Exercise details — Please rewrite the data below, replacing each "place a point" with "put a dot" and keeping everything else the same.

Exercise inputs —
+--
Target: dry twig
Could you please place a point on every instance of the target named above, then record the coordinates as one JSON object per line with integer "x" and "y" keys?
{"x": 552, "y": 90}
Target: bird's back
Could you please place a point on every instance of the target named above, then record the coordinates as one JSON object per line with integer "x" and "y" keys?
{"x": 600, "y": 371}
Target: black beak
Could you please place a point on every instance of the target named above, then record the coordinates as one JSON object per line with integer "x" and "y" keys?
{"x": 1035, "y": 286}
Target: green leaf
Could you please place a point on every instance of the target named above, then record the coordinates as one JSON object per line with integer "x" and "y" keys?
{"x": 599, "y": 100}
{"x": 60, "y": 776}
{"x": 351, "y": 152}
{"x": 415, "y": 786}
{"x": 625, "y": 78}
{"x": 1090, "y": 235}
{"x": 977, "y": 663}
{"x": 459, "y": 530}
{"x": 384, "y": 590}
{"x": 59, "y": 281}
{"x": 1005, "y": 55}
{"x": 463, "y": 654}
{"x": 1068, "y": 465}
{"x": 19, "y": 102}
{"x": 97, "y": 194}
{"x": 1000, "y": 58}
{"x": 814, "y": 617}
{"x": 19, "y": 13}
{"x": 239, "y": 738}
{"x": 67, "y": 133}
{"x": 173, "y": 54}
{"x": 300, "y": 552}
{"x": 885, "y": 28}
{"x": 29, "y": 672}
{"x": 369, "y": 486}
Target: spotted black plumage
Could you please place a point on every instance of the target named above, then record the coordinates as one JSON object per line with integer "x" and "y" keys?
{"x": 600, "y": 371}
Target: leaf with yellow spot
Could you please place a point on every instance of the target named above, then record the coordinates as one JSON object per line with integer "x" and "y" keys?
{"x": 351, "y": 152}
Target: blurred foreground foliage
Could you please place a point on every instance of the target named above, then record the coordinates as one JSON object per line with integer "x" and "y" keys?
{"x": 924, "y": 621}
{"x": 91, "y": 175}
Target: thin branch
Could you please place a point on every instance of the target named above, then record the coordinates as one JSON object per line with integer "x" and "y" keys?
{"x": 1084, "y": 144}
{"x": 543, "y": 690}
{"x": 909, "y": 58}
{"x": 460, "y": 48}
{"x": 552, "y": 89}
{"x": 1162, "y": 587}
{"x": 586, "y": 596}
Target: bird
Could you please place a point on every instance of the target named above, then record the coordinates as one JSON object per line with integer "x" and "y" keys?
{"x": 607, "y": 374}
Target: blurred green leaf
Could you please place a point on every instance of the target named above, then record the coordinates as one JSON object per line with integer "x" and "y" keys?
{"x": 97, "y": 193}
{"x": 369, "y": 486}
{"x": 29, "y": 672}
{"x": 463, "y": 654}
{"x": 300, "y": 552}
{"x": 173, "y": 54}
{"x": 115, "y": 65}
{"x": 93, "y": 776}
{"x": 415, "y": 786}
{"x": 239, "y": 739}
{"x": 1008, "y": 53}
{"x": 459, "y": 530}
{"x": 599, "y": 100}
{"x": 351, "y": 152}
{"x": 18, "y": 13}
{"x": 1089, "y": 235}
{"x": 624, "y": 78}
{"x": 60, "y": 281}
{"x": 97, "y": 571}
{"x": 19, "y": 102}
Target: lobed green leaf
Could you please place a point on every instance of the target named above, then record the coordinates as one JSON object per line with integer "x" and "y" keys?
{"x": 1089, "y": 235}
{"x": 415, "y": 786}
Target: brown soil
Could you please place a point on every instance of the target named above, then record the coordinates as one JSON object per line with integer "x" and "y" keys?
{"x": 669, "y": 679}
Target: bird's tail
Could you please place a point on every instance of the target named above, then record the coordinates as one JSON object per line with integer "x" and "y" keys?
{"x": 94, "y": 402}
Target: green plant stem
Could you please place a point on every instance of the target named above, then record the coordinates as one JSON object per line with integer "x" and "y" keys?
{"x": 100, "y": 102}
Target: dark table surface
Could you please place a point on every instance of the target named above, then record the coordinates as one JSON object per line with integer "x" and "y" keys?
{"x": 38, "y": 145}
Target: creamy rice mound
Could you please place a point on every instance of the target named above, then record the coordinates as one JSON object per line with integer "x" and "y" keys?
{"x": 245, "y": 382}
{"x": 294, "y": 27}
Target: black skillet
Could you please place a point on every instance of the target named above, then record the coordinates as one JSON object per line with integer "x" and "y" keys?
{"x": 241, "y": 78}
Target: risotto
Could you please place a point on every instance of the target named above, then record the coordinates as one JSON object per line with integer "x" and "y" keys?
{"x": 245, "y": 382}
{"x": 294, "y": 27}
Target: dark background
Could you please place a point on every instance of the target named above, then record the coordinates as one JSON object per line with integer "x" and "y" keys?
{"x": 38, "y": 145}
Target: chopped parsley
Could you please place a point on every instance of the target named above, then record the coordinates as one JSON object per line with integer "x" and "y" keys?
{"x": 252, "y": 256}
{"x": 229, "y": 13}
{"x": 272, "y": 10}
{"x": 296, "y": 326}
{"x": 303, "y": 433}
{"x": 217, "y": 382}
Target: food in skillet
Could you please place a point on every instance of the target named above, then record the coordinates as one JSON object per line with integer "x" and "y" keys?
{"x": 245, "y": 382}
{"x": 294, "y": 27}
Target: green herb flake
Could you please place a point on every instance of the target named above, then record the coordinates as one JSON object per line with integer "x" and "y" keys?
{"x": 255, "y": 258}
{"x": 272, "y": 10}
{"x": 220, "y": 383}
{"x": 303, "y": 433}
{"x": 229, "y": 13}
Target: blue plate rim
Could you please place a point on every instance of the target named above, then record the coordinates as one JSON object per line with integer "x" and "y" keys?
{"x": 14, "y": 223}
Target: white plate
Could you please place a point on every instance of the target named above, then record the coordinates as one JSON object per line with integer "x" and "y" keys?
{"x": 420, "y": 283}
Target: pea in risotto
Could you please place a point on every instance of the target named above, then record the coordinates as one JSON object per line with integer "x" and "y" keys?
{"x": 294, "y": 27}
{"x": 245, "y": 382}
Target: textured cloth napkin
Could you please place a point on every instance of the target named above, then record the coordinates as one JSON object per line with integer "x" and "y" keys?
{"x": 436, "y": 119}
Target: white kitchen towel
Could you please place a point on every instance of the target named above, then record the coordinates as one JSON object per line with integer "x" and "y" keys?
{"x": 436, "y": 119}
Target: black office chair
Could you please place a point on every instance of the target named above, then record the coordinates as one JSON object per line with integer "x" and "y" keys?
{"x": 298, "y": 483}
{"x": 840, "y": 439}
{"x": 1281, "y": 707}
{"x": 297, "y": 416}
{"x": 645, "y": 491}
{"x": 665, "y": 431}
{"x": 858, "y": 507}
+--
Output below —
Target: dry twig
Could you please put a dot on every instance of the target named above, then record the coordinates as one JSON object per line with integer "x" and "y" keys?
{"x": 552, "y": 90}
Target: bird's back
Could you please put a dot on every instance of the target named above, then record the coordinates as one JSON object per line with integer "x" and "y" keys?
{"x": 600, "y": 371}
Target: black beak
Could you please put a dot on every instance of the target named above, then record the coordinates as one JSON object per line with integer "x" and "y" keys?
{"x": 1035, "y": 286}
Target: green leaf
Could you please put a dot on every instance of the target named above, then record the coordinates as one JSON object per line with integer "x" and "y" keys?
{"x": 599, "y": 100}
{"x": 60, "y": 776}
{"x": 351, "y": 152}
{"x": 415, "y": 786}
{"x": 625, "y": 78}
{"x": 1090, "y": 235}
{"x": 977, "y": 663}
{"x": 459, "y": 530}
{"x": 384, "y": 590}
{"x": 59, "y": 281}
{"x": 1005, "y": 55}
{"x": 463, "y": 654}
{"x": 1068, "y": 465}
{"x": 19, "y": 102}
{"x": 97, "y": 194}
{"x": 1000, "y": 58}
{"x": 814, "y": 617}
{"x": 19, "y": 13}
{"x": 239, "y": 738}
{"x": 67, "y": 133}
{"x": 173, "y": 54}
{"x": 300, "y": 552}
{"x": 885, "y": 28}
{"x": 29, "y": 672}
{"x": 369, "y": 486}
Target: spotted black plumage
Could you please put a dot on every instance of the target named above, then record the coordinates as one JSON object per line with integer "x" and "y" keys?
{"x": 600, "y": 371}
Target: leaf with yellow spot
Could you please put a dot on every instance of the target named above, then record the coordinates as one JSON object per line with integer "x" and "y" keys?
{"x": 351, "y": 152}
Target: blurred foreground foliage
Could you please put a dot on every instance of the target named above, then record the coordinates as one JSON object per line with integer "x" and "y" keys?
{"x": 924, "y": 621}
{"x": 91, "y": 175}
Target: thin branch
Could you please put a dot on every instance of the target named above, then record the coordinates as one JSON object per line with integer "x" and "y" keys?
{"x": 1084, "y": 144}
{"x": 543, "y": 690}
{"x": 909, "y": 58}
{"x": 460, "y": 48}
{"x": 552, "y": 89}
{"x": 1162, "y": 587}
{"x": 586, "y": 596}
Target: bird
Could you please put a dot on every instance of the target named above, then record the coordinates as one JSON object per line with integer "x" and "y" keys?
{"x": 607, "y": 374}
Target: blurred green leaf
Could you please put a dot on every instance of the target named above, then record the coordinates as one JSON object per line with integer "x" and "y" keys?
{"x": 97, "y": 193}
{"x": 369, "y": 486}
{"x": 29, "y": 672}
{"x": 463, "y": 654}
{"x": 300, "y": 552}
{"x": 173, "y": 54}
{"x": 115, "y": 65}
{"x": 93, "y": 776}
{"x": 415, "y": 786}
{"x": 239, "y": 739}
{"x": 1008, "y": 53}
{"x": 459, "y": 530}
{"x": 599, "y": 100}
{"x": 351, "y": 152}
{"x": 18, "y": 13}
{"x": 1089, "y": 235}
{"x": 624, "y": 78}
{"x": 60, "y": 281}
{"x": 97, "y": 571}
{"x": 19, "y": 102}
Target: lobed green leaf
Could you please put a dot on every instance of the target named above, then record the coordinates as one JSON object per line with integer "x" and "y" keys?
{"x": 1089, "y": 235}
{"x": 415, "y": 786}
Target: brown soil
Could you please put a dot on every instance of the target named above, then record the coordinates as one JSON object per line with integer "x" and "y" keys?
{"x": 669, "y": 679}
Target: bird's tail
Could you please put a dot on every instance of the target named above, then record the coordinates as one JSON object per line with integer "x" and "y" keys?
{"x": 94, "y": 402}
Target: green plant stem
Could you please put a dot on every instance of the target named above, then record the coordinates as one JSON object per line with integer "x" and "y" keys?
{"x": 100, "y": 102}
Target: dark table surface
Could you please put a dot on every instance of the target named above, then record the coordinates as one JSON object per line with integer "x" and "y" keys?
{"x": 38, "y": 145}
Target: creamy rice mound
Could you please put a dot on every instance of the target named above, then record the coordinates as one JSON object per line with integer "x" and "y" keys?
{"x": 245, "y": 382}
{"x": 294, "y": 27}
Target: black skillet
Could you please put a dot on every instance of the target named above, then record the coordinates as one JSON object per line with integer "x" and "y" keys?
{"x": 241, "y": 78}
Target: risotto
Could you please put a dot on every instance of the target named above, then record the coordinates as one JSON object per line with integer "x" and "y" keys?
{"x": 245, "y": 382}
{"x": 294, "y": 27}
Target: dark background
Could you please put a dot on every instance of the target named above, then record the coordinates as one JSON object per line with integer "x" and "y" keys?
{"x": 38, "y": 145}
Target: chopped parsley
Could you please put a dot on every instance of the target named above, then record the coordinates as one JSON object per line with integer "x" and "y" keys?
{"x": 252, "y": 256}
{"x": 229, "y": 13}
{"x": 272, "y": 10}
{"x": 296, "y": 326}
{"x": 303, "y": 433}
{"x": 217, "y": 382}
Target: food in skillet
Could you please put a dot on every instance of the target named above, then record the coordinates as one JSON object per line with integer "x" and "y" keys?
{"x": 245, "y": 382}
{"x": 294, "y": 27}
Target: green herb flake
Could you please put a dot on every instance of the target named above, then record the coordinates as one JSON object per line with integer "x" and "y" keys?
{"x": 255, "y": 258}
{"x": 272, "y": 10}
{"x": 220, "y": 383}
{"x": 303, "y": 433}
{"x": 229, "y": 13}
Target: blue plate rim
Could you please put a dot on every instance of the target named above, then record the coordinates as one JSON object per line with integer "x" and "y" keys?
{"x": 14, "y": 223}
Target: white plate
Could you please put a dot on every instance of the target named above, then record the coordinates as one JSON object per line with integer "x" and "y" keys?
{"x": 420, "y": 283}
Target: pea in risotto
Could you please put a dot on every instance of the target named above, then record the coordinates as one JSON object per line with integer "x" and "y" keys?
{"x": 294, "y": 27}
{"x": 245, "y": 382}
Target: textured cloth napkin
Could you please put a dot on every instance of the target named above, then record the coordinates as one JSON object per line with integer "x" and "y" keys?
{"x": 436, "y": 119}
Target: white kitchen towel
Could you please put a dot on every instance of the target named above, then record the coordinates as one JSON object per line with integer "x" and "y" keys?
{"x": 436, "y": 119}
Target: black office chair
Could you please put a dot on every instance of the target named above, then record the coordinates as one JSON object per line with integer "x" and "y" keys?
{"x": 298, "y": 483}
{"x": 840, "y": 439}
{"x": 1281, "y": 707}
{"x": 297, "y": 416}
{"x": 645, "y": 491}
{"x": 665, "y": 431}
{"x": 858, "y": 507}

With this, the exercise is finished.